Update the passage about Calsifer from "I returned on" up to and including "and rely on.", replacing "damp" with "wet", and write out that part in full.

Extracted text>
• • • •
It was time in my life that I began to really work in the garden,
fertilizing here, pruning there. I began to release many things, giving over
stewardship of what is precious and sacred.
Rocky, my dear friend, accepted Calsifer as his own son. Along with Cal, he received the cat box, some toys and two antique nightstands, which matched and fit perfectly on each side of his bed, the bed that would hold my Calsifer, the bed that would grow a certain love between and within them. So I left the compound in Peace, my wings unfurled.
I returned on the dark of the moon, a visit framed with the sting of cold damp air which penetrated my flesh and into my bones. And I wondered if the warmth that emanated from my Heart would be enough to keep the apparent realities from numbing and freezing this human vehicle I have come to love and rely on.
As I entered the compound my eyes grew wet and my Heart pounded as I remembered
meeting my lost love, my short but profound 3-month affair in the woods
under a starlit sky as we were serenaded by rustling leaves and
I remember the outdoor shower where I stood naked and in plain view of 1000 deciduous voyeurs.
• • • •
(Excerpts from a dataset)
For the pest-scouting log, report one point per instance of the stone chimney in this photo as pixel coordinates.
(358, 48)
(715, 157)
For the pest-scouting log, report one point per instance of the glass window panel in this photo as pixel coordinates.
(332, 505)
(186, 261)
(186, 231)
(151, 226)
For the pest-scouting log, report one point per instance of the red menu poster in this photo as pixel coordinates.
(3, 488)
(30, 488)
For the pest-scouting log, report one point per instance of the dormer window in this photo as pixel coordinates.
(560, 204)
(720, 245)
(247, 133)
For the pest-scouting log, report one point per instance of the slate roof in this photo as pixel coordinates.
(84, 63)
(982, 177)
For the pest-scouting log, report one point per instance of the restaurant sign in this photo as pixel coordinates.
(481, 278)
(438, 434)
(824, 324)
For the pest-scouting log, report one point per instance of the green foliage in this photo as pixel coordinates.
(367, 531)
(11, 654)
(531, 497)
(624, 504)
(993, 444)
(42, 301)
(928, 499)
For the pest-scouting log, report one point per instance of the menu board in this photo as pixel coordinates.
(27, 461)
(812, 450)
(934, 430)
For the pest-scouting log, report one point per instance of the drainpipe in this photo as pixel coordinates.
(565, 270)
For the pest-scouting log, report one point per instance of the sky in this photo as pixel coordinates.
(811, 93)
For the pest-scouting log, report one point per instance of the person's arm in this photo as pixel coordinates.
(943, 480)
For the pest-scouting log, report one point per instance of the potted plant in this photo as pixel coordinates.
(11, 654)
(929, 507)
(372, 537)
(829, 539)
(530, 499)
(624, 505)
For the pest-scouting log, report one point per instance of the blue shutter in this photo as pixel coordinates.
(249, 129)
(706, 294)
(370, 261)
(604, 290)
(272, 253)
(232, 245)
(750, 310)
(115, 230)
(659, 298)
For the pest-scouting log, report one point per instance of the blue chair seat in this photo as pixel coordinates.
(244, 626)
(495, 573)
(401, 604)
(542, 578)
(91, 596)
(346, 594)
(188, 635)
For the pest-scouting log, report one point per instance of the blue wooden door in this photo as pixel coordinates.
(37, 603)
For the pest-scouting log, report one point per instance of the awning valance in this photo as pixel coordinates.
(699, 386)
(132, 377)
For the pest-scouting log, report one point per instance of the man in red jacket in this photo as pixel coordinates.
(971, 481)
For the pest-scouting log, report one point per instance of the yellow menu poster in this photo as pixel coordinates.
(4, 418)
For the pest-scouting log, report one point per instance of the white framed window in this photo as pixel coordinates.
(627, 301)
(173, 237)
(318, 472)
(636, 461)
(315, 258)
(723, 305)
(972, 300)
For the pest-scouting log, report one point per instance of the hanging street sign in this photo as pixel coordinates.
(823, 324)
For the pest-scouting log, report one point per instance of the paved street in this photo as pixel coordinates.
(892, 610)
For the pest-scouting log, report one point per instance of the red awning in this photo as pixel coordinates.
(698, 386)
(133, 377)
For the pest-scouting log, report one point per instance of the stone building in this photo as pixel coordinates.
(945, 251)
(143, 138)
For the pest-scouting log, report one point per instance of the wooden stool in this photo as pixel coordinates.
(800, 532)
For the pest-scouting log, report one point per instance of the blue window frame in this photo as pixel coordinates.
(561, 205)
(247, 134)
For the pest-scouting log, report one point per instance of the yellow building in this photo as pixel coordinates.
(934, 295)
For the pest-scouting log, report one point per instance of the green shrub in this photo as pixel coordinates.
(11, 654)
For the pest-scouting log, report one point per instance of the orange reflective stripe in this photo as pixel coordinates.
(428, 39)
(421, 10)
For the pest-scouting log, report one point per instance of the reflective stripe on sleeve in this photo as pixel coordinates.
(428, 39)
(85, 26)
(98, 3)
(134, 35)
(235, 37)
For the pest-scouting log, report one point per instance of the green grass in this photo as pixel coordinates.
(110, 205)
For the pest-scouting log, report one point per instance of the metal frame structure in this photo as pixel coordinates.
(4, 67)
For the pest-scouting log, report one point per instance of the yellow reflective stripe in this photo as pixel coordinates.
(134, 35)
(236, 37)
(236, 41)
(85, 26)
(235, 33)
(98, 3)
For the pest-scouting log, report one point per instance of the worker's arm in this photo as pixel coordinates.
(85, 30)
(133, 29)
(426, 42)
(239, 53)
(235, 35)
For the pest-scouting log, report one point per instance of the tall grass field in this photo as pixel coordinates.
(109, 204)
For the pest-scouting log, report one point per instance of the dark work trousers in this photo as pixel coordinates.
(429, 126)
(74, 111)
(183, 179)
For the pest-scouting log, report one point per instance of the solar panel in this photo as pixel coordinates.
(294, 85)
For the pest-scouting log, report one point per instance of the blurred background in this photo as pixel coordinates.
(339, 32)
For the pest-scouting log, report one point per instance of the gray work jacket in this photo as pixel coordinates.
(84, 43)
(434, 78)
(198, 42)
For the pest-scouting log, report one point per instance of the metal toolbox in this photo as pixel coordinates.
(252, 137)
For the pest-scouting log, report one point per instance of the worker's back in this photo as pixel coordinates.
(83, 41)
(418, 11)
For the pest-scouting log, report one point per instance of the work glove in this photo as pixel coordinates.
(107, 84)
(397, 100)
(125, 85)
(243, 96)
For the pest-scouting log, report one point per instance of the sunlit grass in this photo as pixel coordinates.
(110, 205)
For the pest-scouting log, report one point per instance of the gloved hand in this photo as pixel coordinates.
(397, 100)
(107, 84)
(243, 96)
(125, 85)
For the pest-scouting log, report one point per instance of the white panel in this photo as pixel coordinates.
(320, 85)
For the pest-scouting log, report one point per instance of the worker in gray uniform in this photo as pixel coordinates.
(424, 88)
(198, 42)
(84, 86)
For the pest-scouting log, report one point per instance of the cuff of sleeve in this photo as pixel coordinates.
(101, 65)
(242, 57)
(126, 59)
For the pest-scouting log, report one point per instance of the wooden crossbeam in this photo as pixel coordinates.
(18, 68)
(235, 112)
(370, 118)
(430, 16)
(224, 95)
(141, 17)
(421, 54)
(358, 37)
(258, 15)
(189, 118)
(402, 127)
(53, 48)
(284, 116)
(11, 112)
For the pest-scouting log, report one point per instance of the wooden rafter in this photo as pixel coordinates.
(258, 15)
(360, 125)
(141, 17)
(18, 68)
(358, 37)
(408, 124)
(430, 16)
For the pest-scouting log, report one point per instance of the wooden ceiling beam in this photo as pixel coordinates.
• • • •
Result of the exercise>
I returned on the dark of the moon, a visit framed with the sting of cold wet air which penetrated my flesh and into my bones. And I wondered if the warmth that emanated from my Heart would be enough to keep the apparent realities from numbing and freezing this human vehicle I have come to love and rely on.